Exercise text
=== Begin Enclosure ===

User-Agent: Gnus/5.13 (Gnus v5.13) Emacs/25.3 (gnu/linux)
Cancel-Lock: sha1:1tmDX8gxNcoZ7SiW9mjg78bALXM=
	sha1:hXjnDUqIrPYuZ6i9c+OkMD0kgcE=
Xref: reader02.eternal-september.org comp.lang.ada:52143
Date: 2018-05-08T22:02:32-07:00
List-Id: <comp.lang.ada>

"Dmitry A. Kazakov" <mailbox@dmitry-kazakov.de> writes:
> If referenced object counts are > 1 they are not going to be
> finalized. So the point stands, no locking is ever required upon
> finalization.

I'm still perplexed by this.  You have to decrement all those refcounts.
While this is happening, other threads may also be messing with them.
You need locks (at least in the form of atomic instructions which work
by hardware locks, i.e. that are much slower than normal instructions)
to prevent data races.

When you decrement the counts, some of them might reach zero so their
objects need freeing (and traversal).  That too can be arbitrarily
complicated.  Niklas mentions you can possibly do that incrementally,
but that sounds complicated and GC algorithms can also do that.  So I
don't see wy not use one.

> For large objects there is usually additional knowledge about their
> allocation order which is not available for the compiler

Meh, maybe, though it's unclear whether this will help enough to care
about in practice, so it would have to be justified by concrete evidence
on a case by case basis.

> Not at all. This is an old discussion about up-front analysis and
> design vs. "spinal-cord-programming". Ada was designed for people who
> do not consider investing their time in software design useless.

But in this case it sounds like you're burning the effort on solving a
problem that someone else already solved.  Like if your application has
a matrix and you need its inverse, you can call a general purpose matrix
solver from a math library, or you can write a special one that uses
some property of your application's matrix.

Will the special solver be of practical benefit even if it's somehow
objectively better (like saving a cpu-millisecond when it's called once
a week)?  Very possibly not.  Even on your specific problem, will it
*actually* beat the general purpose solver that was optimized for years
by specialist numerics geeks?  Again very possibly not.  I believe the
default presumption is to prefer the general purpose one.  For one thing
you don't have to redesign it when your application changes and the
matrix now has different properties.

GC is like the general purpose math library, highly tuned and optimized,
probably adequate for specific problems even when you can find a way to
beat it, which you might not be able to.  Why spend your time on the
one-off solution before encountering concrete problems with the general
one?

=== End Enclosure ===

Work to complete
a – Translate this sentence from the post into Spanish: "I believe the default presumption is to prefer the general purpose one."
b – Summarize the post in two sentences.
c – List every header field name that appears at the top of the post.

Data provided
=== Begin Enclosure ===

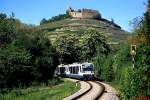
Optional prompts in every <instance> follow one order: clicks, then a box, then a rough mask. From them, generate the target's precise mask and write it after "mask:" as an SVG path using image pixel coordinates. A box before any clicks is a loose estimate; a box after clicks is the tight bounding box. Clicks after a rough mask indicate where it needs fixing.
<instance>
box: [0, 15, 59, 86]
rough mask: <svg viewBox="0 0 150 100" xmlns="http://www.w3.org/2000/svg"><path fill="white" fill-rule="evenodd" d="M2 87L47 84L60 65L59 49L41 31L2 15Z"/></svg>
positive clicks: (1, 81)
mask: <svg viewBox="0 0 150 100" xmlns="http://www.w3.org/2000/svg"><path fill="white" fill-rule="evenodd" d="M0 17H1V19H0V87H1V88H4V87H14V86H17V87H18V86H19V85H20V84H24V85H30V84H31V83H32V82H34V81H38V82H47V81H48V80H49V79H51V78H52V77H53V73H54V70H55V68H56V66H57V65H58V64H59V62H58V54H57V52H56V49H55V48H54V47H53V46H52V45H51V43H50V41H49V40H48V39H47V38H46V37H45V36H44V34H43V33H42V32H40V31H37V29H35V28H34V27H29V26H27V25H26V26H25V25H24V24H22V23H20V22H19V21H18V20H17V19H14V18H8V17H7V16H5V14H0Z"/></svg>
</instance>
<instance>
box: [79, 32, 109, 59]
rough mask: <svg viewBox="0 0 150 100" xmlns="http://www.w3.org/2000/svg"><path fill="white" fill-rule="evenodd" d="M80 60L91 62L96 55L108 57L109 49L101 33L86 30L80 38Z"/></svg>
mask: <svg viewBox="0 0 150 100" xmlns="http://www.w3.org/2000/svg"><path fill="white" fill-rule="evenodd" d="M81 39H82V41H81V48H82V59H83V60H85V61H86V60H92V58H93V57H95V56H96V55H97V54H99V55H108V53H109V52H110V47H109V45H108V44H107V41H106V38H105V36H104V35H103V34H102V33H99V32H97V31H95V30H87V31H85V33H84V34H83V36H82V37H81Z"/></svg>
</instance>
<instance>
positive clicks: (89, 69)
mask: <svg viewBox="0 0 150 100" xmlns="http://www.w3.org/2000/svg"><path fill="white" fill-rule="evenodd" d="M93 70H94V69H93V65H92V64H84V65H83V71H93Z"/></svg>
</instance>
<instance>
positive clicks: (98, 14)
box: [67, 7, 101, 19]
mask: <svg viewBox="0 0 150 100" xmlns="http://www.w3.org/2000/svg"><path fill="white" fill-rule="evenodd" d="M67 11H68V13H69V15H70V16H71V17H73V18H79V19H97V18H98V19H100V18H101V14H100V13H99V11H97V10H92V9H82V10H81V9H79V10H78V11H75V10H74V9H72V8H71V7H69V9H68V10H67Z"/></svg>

=== End Enclosure ===
=== Begin Enclosure ===

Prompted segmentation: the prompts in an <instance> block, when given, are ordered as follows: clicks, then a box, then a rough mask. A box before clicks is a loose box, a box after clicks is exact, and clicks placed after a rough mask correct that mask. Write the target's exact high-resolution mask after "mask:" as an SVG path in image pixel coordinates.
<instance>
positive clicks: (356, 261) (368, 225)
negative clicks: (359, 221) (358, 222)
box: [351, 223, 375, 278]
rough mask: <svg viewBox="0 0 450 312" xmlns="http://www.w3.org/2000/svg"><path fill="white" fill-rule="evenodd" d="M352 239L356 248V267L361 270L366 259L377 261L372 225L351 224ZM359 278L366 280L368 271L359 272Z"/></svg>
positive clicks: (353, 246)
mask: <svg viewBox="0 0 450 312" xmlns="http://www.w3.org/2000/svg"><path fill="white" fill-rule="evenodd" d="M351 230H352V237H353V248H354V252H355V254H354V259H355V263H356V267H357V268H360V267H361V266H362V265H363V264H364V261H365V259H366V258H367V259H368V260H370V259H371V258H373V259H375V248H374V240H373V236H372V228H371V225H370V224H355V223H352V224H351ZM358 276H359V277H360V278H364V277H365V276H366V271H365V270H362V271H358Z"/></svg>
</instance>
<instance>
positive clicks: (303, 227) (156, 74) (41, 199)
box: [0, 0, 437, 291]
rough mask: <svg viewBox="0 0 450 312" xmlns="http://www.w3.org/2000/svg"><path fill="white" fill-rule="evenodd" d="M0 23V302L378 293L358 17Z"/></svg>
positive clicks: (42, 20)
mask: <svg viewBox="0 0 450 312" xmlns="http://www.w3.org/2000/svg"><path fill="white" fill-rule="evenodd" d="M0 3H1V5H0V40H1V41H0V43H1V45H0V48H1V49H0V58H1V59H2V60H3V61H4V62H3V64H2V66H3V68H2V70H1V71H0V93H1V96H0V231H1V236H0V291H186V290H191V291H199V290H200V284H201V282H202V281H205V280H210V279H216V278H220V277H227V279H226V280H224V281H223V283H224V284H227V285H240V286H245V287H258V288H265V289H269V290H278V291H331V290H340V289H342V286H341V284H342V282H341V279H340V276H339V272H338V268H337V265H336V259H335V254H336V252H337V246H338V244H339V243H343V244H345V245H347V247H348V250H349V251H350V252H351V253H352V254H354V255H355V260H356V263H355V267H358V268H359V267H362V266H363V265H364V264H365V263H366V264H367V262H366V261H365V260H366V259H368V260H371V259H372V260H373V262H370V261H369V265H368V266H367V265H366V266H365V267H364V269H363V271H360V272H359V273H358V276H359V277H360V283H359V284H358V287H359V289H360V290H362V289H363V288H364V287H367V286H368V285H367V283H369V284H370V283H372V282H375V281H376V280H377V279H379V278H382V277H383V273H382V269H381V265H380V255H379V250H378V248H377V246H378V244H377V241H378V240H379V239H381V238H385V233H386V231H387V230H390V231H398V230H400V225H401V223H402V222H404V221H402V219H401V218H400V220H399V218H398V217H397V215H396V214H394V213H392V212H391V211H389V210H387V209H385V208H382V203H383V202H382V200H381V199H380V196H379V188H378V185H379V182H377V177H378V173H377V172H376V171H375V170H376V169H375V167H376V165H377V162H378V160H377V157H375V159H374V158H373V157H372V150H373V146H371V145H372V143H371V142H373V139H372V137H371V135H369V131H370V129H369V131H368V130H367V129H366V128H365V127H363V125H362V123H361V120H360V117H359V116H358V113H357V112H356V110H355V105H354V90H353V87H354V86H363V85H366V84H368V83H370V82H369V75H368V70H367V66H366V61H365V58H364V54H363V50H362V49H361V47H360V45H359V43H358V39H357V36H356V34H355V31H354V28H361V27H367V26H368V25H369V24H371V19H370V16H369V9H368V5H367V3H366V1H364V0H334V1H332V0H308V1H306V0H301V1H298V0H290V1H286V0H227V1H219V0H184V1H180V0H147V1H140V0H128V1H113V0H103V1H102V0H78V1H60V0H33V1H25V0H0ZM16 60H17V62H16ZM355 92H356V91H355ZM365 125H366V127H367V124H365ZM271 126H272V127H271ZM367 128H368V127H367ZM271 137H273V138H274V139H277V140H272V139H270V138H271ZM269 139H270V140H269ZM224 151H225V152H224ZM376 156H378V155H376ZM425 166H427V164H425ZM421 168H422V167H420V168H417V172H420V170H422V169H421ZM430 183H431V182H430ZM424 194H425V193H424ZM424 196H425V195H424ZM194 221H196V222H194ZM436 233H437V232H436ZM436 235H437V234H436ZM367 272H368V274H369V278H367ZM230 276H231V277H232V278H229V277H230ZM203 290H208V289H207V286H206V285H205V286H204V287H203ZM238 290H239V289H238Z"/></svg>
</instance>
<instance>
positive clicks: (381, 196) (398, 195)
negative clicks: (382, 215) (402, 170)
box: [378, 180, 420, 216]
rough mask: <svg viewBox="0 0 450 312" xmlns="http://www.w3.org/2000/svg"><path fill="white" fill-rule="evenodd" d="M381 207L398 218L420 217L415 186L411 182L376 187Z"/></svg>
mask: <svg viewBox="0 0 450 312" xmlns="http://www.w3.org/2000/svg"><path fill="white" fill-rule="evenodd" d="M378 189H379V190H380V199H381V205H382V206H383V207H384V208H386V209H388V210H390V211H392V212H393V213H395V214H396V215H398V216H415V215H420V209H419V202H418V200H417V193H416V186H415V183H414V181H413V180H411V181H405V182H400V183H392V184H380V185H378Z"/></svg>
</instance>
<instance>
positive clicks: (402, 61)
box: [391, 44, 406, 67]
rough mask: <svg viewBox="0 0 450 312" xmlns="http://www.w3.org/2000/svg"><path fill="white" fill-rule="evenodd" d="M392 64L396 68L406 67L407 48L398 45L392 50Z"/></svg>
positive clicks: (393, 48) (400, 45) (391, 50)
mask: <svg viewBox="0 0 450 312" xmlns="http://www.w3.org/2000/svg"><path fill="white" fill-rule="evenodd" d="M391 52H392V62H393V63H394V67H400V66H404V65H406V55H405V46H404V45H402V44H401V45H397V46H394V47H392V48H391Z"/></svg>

=== End Enclosure ===

Answers for this exercise
a – Creo que la presunción por defecto es preferir el de propósito general.

b – The writer disputes the claim that finalization never requires locking: decrementing reference counts while other threads may also be changing them needs locks or atomic instructions, and counts that reach zero lead to freeing work that can be arbitrarily complicated. Likening garbage collection to a highly tuned general-purpose math library, the writer argues that it should be preferred over a one-off solution until concrete problems with the general one appear.

c – User-Agent, Cancel-Lock, Xref, Date, List-Id